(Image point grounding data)
*** Begin section ***

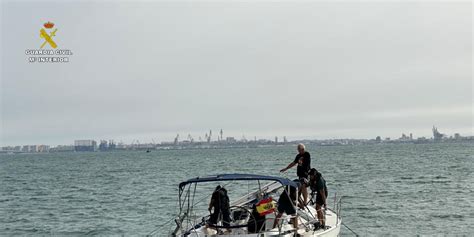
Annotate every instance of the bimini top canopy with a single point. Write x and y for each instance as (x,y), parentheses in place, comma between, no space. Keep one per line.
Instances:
(232,177)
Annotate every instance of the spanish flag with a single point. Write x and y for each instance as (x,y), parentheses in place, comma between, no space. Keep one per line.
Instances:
(266,206)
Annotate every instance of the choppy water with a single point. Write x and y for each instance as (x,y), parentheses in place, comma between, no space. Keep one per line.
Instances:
(389,189)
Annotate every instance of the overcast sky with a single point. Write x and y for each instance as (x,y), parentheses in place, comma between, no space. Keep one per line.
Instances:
(144,70)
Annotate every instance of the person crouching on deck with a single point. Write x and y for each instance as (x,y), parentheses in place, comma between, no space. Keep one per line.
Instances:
(303,160)
(318,185)
(286,204)
(220,203)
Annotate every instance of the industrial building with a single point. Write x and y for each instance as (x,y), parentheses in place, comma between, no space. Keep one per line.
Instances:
(85,145)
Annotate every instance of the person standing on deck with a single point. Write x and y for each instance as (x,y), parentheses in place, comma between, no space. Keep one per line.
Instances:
(303,160)
(318,185)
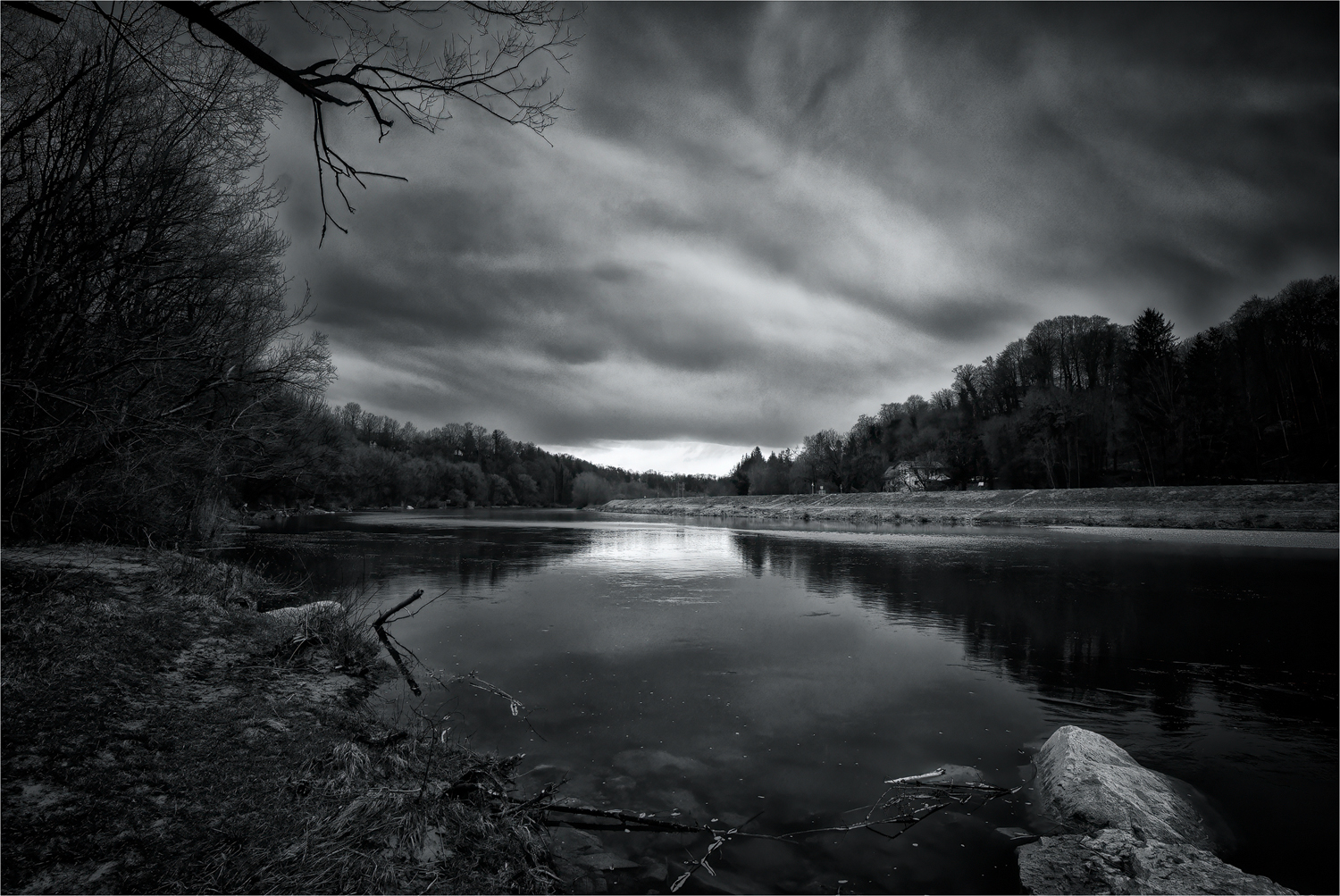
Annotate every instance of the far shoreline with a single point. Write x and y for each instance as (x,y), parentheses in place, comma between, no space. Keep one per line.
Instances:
(1276,507)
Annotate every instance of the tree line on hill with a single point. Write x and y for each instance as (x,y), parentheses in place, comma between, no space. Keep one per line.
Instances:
(1085,402)
(155,380)
(153,377)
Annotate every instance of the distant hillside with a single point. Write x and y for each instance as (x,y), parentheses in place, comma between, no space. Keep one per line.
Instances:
(1302,507)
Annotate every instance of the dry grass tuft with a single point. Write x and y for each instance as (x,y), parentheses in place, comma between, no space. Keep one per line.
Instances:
(161,735)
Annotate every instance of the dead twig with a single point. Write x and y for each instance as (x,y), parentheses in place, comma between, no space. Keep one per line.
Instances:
(386,641)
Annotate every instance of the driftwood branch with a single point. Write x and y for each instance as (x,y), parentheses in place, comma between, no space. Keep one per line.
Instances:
(381,632)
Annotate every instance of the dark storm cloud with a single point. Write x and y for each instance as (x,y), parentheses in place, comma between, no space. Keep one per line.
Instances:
(761,220)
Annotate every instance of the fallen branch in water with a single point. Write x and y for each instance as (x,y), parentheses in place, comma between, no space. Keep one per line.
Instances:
(381,632)
(906,802)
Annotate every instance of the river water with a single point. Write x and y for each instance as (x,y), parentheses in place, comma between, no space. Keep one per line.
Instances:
(728,668)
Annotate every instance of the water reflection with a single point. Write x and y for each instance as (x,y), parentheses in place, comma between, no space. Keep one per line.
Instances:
(1101,625)
(720,670)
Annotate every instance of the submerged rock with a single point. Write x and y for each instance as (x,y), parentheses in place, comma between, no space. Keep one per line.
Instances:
(1133,831)
(1085,783)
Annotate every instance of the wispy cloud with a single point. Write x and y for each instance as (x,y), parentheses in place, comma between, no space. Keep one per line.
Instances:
(763,220)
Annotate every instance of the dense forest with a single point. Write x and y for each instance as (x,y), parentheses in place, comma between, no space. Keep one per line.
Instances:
(1085,402)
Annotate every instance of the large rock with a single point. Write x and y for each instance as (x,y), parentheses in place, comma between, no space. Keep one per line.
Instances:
(1114,861)
(1134,832)
(1085,783)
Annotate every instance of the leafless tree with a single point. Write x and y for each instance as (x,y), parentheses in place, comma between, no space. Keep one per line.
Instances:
(144,297)
(493,58)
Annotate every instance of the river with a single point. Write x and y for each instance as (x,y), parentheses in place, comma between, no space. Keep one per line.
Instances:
(728,670)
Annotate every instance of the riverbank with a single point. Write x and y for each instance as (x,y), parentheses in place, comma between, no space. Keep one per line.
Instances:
(1300,507)
(161,734)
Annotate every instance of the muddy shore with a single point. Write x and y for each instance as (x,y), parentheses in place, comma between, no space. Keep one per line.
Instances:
(1297,507)
(163,734)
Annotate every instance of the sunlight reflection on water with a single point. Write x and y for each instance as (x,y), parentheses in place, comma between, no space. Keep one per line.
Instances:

*** End section ***

Please output all of the entries exactly as they appear, with no pictures.

Annotate every instance of the bimini top canopy with a single point. Write x and y for each instance as (x,y), parentheses in place, comma between, no space. Keep one per line.
Instances:
(232,177)
Annotate every instance of the spanish flag with a single point. Write x and y for each instance as (x,y), parentheses in place, comma between, no space. Keep one per line.
Instances:
(266,206)
Annotate every instance of the choppy water with a single point. Write x and y for each instance as (x,y), parentheses in place, comma between, no space. Keep one per line.
Instances:
(389,189)
Annotate every instance of the overcast sky with a single point. Write x and y for each instance as (x,y), parentheses in place, comma between, no space. Keep one per line.
Instances:
(144,70)
Annotate every instance of the person crouching on deck with a single point. Write x and y for each instance as (x,y), parentheses in place, comma between, no space. Keep one per line.
Instances:
(303,160)
(318,185)
(286,204)
(220,203)
Annotate every instance of the industrial building with a single point. Write x and y for each instance as (x,y), parentheses in place, comma between, no space. Keep one per line.
Instances:
(85,145)
Annotate every instance of the person standing on deck with a single point. Write x and y for each instance as (x,y), parentheses in place, comma between, no space. Keep one per line.
Instances:
(303,160)
(318,185)
Annotate every instance of the far shoreline with a single point. Write x and y for each instance as (x,y), parentheses in place, comma between, no space. Keep one per line.
Instances:
(1276,507)
Annotate every instance of the tree line on hill with a single point. Write x and y for each instance as (x,y), parentheses in place, comma between, no space. Keep one per line.
Instances:
(1085,402)
(155,380)
(153,377)
Annotate every instance of the distant hillside with a single point. Write x and y for each instance as (x,y), parentheses in place, comma between, no space. Keep one per line.
Instances:
(1302,507)
Annotate every instance of the dry grass tuft with a single point. Write x and y for each instance as (x,y), parentheses in place, comma between, no space. Keep one per line.
Instances:
(161,735)
Annotate every instance of the dead twig with a single point. Write x and y for each instance as (x,y), parentheses in place, comma between, no space. Keep one per line.
Instances:
(386,641)
Annotate every instance of the driftwood branch with a single point. Write x and y for each instance as (x,y), parentheses in place, comma between, no space. Keep one per line.
Instances:
(381,632)
Annotate every instance of the dark storm cloud with a single point. Write x and y for each instance as (x,y), parentheses in place, comma between, no space. Keep one per line.
Instances:
(761,220)
Annotate every instance of the fallen branch in water with a single point. Write x and y for each instance as (x,y), parentheses in place, comma between, no space. Keep one per line.
Instances:
(381,632)
(906,802)
Annotate every instance of the river water with a single point. Write x and y for each instance as (x,y), parentheses in place, comma between, no space. Keep one per line.
Instances:
(728,668)
Annotate every instance of the water reflection with a single point. Write x and y for each instance as (x,y), parentheses in place, comma between, no space. Keep one per line.
Instances:
(1101,625)
(720,670)
Annotate every instance of the submerged rock with a single point. Write x and y for each instance as (x,y), parentheses in place, comma between, no space. Keep one per line.
Instances:
(1133,831)
(1085,783)
Annotate every instance of the wispy cloud with a single point. Write x and y for each instance as (x,y), parentheses in place, comma between, no space. Keep one per line.
Instances:
(763,220)
Annotate every instance of the dense forest with a single point. Write x and y for each instance as (x,y), parentheses in place, comma between, no space. Keep one per line.
Instances:
(1085,402)
Annotate every instance of the large rock with a single point. Write x and y for each instance as (x,y), parentheses in place, comma between, no space. Keep one per line.
Instances:
(1114,861)
(1134,832)
(1085,783)
Annotate every instance of the leafless tree with a single point. Write x and y for each instance as (x,y), parentheses in place, comma between, no space. Keep one per line.
Instances:
(144,297)
(493,58)
Annotate every instance of the river with a single point. Write x and y for each instance as (x,y), parentheses in place, comma between, no space. Keep one per line.
Instances:
(728,670)
Annotate every instance of the riverbank with a single point. Write x and y for each instance as (x,y), parentheses in place, comma between, no space. Keep one per line.
Instances:
(1300,507)
(161,734)
Annotate every instance of the muddy shore with a single point. Write x and y for each instance as (x,y), parentheses in place, comma between, no space. Keep one per line.
Instances:
(1297,507)
(163,734)
Annotate every instance of the sunlight reflection on water with a single point. Write x and y for each instance as (x,y), parentheses in place, comma between, no space. Keep one per line.
Instances:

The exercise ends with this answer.